Work order: The reply should consist of one number, the count of lines below in which the word "target" appears.

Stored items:
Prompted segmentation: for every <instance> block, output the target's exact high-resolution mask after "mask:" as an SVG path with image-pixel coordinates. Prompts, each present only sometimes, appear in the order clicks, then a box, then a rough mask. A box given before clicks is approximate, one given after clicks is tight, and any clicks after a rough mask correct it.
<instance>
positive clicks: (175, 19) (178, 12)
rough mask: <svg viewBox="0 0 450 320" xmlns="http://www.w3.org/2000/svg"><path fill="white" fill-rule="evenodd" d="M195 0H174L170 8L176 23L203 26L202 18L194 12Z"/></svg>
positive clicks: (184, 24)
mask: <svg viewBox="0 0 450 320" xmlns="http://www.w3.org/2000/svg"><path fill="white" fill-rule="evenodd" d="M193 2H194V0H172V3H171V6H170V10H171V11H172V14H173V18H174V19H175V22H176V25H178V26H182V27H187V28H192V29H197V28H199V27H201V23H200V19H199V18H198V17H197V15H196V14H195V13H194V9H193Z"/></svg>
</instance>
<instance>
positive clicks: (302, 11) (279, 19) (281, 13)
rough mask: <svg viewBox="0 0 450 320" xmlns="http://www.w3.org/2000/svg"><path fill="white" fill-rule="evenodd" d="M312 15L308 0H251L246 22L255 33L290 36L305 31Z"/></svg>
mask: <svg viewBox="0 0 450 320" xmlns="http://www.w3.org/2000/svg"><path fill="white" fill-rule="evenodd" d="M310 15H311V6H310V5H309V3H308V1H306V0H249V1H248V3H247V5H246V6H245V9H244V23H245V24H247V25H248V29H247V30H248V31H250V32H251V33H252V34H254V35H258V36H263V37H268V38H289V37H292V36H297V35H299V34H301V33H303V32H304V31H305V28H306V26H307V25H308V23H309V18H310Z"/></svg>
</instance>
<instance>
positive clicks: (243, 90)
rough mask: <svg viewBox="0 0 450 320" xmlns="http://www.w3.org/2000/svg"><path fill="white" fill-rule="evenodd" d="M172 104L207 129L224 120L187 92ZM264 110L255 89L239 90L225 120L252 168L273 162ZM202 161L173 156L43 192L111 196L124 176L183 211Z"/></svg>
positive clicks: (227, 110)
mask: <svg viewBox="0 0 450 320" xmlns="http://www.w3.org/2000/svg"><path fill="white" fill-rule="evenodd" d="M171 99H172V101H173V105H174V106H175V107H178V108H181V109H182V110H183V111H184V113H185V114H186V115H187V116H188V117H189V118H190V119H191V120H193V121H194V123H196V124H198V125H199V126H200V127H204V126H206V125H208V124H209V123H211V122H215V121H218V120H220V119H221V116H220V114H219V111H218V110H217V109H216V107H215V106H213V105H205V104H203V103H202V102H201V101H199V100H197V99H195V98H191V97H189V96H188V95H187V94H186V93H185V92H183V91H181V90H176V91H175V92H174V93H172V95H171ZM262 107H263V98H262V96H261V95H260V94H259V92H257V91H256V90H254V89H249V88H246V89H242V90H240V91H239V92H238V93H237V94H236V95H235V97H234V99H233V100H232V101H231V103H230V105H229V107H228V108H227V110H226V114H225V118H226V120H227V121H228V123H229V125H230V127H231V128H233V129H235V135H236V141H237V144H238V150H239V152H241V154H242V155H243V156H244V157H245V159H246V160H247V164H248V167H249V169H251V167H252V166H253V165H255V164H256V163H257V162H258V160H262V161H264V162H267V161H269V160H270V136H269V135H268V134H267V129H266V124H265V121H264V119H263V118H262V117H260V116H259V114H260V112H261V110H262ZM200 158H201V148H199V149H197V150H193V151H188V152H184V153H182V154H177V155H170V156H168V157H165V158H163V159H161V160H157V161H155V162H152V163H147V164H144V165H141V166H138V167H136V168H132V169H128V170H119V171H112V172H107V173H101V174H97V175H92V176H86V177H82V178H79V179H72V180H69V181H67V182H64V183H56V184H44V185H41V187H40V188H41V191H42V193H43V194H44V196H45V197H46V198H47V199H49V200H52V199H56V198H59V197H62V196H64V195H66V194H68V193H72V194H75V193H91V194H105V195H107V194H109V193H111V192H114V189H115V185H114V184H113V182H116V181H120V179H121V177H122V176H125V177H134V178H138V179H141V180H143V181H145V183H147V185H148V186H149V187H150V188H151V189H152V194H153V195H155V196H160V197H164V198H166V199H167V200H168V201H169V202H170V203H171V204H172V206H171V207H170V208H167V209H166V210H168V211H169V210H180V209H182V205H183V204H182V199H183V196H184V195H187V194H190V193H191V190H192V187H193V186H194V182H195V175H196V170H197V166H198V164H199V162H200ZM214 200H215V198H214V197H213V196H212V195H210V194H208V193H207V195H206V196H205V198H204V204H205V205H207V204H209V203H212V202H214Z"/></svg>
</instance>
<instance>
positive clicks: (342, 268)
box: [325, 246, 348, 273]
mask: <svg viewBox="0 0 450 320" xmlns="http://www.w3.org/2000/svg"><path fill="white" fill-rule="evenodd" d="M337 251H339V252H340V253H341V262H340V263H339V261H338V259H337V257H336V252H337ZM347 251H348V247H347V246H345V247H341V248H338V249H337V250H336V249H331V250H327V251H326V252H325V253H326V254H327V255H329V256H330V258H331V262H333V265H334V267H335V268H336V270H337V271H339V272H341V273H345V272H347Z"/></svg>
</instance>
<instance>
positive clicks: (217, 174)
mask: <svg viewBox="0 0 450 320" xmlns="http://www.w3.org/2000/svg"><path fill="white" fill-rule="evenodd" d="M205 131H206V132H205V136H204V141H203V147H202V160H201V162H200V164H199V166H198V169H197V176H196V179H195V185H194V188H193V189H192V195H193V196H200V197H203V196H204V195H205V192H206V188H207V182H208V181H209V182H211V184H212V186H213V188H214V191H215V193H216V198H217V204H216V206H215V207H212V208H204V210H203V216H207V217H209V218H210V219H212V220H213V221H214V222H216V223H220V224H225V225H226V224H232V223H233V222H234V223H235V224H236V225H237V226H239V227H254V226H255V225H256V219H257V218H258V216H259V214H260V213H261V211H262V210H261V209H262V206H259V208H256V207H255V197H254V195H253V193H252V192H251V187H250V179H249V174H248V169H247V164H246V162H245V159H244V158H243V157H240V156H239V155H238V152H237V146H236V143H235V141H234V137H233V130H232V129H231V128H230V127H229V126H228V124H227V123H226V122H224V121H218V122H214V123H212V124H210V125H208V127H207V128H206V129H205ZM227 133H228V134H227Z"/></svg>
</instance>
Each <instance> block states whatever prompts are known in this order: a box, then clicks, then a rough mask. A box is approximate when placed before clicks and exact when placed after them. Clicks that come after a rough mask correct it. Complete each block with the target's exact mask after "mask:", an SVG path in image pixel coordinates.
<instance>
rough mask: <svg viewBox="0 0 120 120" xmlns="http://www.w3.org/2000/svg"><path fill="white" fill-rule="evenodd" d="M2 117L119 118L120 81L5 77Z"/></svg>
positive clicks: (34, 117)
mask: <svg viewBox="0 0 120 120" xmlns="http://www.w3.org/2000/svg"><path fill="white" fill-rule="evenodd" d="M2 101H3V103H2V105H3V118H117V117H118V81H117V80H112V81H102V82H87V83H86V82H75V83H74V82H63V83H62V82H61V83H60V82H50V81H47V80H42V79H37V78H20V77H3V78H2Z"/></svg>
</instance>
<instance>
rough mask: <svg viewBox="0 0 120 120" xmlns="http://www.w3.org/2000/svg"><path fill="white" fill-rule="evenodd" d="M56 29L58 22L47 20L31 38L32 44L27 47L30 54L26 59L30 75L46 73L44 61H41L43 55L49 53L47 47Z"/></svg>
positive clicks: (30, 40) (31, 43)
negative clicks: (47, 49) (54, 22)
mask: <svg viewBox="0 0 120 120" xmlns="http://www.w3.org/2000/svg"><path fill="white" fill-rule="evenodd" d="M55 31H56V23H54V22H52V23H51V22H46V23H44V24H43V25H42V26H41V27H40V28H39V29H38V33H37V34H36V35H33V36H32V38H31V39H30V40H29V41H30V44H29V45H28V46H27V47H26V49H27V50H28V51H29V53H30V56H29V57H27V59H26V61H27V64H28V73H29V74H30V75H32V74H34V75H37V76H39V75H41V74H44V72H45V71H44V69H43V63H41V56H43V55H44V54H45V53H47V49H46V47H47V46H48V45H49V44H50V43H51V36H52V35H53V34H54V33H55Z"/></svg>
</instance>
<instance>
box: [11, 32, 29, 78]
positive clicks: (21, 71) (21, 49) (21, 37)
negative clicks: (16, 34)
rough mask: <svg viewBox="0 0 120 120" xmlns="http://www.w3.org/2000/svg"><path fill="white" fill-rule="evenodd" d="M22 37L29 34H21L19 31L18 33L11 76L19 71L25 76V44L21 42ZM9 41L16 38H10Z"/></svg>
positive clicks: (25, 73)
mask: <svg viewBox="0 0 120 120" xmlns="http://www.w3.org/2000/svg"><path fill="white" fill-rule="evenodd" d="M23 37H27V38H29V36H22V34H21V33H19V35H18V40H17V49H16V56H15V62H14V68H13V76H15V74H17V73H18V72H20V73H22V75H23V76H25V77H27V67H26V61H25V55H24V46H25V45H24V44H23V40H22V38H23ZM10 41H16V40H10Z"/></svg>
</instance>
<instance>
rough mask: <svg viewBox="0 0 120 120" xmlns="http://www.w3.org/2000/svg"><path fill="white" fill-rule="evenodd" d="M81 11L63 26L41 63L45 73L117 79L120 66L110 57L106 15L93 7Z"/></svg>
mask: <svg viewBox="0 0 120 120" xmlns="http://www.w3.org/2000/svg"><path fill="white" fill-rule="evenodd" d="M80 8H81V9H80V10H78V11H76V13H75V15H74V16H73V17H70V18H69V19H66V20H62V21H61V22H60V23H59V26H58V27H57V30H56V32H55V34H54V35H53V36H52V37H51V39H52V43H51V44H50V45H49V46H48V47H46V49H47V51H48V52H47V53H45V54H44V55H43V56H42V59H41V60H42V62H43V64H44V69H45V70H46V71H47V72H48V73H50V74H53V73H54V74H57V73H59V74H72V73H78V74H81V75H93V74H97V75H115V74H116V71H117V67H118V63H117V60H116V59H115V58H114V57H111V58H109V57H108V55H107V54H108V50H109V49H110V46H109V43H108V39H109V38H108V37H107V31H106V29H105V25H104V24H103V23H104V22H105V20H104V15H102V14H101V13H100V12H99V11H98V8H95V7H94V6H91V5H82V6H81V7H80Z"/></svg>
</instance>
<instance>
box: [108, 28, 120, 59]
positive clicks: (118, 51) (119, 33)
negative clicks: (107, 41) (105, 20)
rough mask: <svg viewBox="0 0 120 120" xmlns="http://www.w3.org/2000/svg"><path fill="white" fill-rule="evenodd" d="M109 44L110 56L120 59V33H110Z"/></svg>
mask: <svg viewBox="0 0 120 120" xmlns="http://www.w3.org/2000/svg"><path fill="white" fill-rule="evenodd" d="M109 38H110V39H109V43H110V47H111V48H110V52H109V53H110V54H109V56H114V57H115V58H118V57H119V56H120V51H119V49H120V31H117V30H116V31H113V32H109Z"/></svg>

==

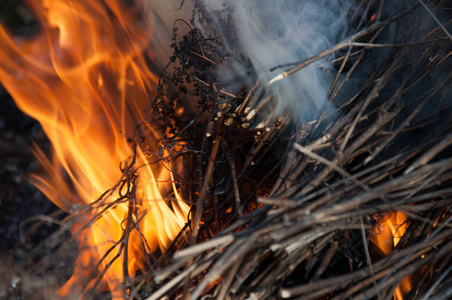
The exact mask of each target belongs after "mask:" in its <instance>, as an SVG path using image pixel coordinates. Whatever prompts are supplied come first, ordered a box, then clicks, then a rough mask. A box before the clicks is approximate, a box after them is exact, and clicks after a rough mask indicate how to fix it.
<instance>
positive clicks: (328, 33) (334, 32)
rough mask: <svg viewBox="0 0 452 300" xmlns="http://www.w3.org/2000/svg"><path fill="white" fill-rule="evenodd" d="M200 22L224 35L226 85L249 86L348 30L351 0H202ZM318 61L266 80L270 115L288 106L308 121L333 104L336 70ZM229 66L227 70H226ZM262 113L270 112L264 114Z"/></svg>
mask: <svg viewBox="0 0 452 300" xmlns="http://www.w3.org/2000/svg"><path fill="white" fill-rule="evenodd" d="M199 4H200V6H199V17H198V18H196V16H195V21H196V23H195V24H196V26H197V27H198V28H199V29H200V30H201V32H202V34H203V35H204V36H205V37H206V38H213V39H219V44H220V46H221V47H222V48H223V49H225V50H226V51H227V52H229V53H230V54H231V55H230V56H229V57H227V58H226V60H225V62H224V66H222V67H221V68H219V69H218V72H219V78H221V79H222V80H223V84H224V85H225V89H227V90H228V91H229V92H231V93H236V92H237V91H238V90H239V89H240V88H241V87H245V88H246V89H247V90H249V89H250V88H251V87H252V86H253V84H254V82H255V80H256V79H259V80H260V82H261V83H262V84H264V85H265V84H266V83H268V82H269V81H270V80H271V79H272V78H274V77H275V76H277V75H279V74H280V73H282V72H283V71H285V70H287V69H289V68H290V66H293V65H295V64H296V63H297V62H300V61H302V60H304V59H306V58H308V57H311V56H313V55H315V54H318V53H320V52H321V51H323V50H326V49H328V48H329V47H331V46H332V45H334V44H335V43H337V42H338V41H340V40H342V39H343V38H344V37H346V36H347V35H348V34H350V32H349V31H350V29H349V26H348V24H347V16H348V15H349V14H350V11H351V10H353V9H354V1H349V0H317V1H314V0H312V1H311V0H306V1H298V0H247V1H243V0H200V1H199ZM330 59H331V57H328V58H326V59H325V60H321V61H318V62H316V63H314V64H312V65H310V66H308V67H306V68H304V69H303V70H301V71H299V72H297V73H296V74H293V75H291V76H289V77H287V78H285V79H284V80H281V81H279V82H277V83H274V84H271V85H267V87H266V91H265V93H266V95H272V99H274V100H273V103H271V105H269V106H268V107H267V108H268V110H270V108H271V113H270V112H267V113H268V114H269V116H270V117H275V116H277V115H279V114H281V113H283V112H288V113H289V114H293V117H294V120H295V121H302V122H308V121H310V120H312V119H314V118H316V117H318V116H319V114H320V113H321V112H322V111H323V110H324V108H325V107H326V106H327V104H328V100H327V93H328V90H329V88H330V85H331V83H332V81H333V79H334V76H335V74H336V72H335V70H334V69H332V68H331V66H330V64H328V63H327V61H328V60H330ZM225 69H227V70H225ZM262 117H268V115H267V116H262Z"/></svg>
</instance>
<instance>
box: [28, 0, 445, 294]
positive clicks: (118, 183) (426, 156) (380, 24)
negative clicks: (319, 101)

Exercise response: 3